* _About this exercise_:
Output the entries verbatim, including every line.
Start of The records
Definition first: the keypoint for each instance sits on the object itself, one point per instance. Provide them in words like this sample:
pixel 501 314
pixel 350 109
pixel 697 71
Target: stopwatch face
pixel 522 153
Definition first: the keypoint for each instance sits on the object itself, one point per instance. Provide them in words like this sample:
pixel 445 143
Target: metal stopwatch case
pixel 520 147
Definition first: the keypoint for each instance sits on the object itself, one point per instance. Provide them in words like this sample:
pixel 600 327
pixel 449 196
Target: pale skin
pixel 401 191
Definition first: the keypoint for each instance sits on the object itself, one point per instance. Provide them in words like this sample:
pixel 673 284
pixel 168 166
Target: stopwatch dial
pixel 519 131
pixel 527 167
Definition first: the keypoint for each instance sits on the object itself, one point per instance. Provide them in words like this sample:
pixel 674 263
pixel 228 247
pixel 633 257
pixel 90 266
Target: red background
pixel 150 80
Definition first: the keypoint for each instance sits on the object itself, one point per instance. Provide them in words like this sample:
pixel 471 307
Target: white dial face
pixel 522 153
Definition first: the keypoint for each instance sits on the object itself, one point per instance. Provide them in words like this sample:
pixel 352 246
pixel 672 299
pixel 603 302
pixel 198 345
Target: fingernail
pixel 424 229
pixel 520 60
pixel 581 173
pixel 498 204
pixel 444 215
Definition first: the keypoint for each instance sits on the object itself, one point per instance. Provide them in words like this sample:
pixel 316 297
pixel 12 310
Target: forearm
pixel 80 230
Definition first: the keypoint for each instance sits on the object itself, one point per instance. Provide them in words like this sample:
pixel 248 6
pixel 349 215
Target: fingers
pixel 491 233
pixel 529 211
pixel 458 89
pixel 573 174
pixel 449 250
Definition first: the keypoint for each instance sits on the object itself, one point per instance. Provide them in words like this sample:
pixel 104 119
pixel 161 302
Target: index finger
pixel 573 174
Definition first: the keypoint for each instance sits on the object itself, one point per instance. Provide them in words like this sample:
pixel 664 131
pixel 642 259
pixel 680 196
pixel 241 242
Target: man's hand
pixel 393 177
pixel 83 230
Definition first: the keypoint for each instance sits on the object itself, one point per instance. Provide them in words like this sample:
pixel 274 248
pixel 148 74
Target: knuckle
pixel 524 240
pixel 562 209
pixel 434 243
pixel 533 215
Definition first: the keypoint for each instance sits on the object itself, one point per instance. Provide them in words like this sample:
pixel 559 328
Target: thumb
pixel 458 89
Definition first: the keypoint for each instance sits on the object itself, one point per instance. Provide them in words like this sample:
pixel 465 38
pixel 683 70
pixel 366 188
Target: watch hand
End of The records
* _Finished task_:
Definition first: the keypoint for each instance sits on the object itself, one point per instance. Provide them in words like this sample:
pixel 501 314
pixel 350 109
pixel 697 71
Target: stopwatch face
pixel 522 153
Definition first: the keypoint for each instance sits on the object itself, one point per instance. Provide them in words like this sample:
pixel 445 143
Target: metal stopwatch case
pixel 520 147
Definition first: the keypoint for each instance sits on the object itself, one point per instance. Provide them in words like this sample:
pixel 600 327
pixel 449 196
Target: pale skin
pixel 401 191
Definition first: the keypoint for each instance sits on the object itself, one point per instance. Provide them in words like this sample:
pixel 673 284
pixel 168 166
Target: stopwatch dial
pixel 519 131
pixel 527 167
Definition first: the keypoint for each instance sits on the object itself, one point per instance. Provide them in words like this sample:
pixel 674 263
pixel 228 247
pixel 633 257
pixel 90 266
Target: red background
pixel 150 80
Definition first: the keypoint for each instance sits on the object itself, one point per instance. Provide them in words like this sample:
pixel 471 307
Target: white dial face
pixel 522 153
Definition first: the keypoint for each instance sits on the object itself, one point per instance. Provide them in words like this sample:
pixel 352 246
pixel 672 299
pixel 603 302
pixel 198 345
Target: fingernail
pixel 424 229
pixel 520 60
pixel 581 173
pixel 498 204
pixel 444 215
Definition first: the keypoint for each instance sits on the object itself, one point per instance. Provide them in words like this sample:
pixel 316 297
pixel 12 310
Target: forearm
pixel 80 230
Definition first: the keypoint for each instance sits on the object itself, one point per instance. Provide them in words like this sample:
pixel 248 6
pixel 349 215
Target: fingers
pixel 491 233
pixel 529 211
pixel 458 89
pixel 573 174
pixel 449 250
Definition first: the keypoint for each instance sits on the object itself, one point per instance. Provide them in words like this sample:
pixel 104 119
pixel 161 302
Target: index finger
pixel 573 174
Definition first: the keypoint for each instance sits on the object itself, one point per instance. Provide them in words like this sample:
pixel 664 131
pixel 642 259
pixel 680 196
pixel 241 242
Target: man's hand
pixel 393 177
pixel 83 230
Definition first: the keypoint for each instance sits on the object itself, one point per instance. Provide them in words like this sample:
pixel 274 248
pixel 148 74
Target: knuckle
pixel 524 240
pixel 562 209
pixel 434 243
pixel 533 215
Definition first: the keypoint for each instance sits on the object itself, one point per instance. Provide them in words like this sample:
pixel 559 328
Target: thumb
pixel 458 89
Definition first: the keypoint for each instance sits on the object itself, one point per instance. Provide them in words like this sample:
pixel 465 38
pixel 683 70
pixel 366 188
Target: watch hand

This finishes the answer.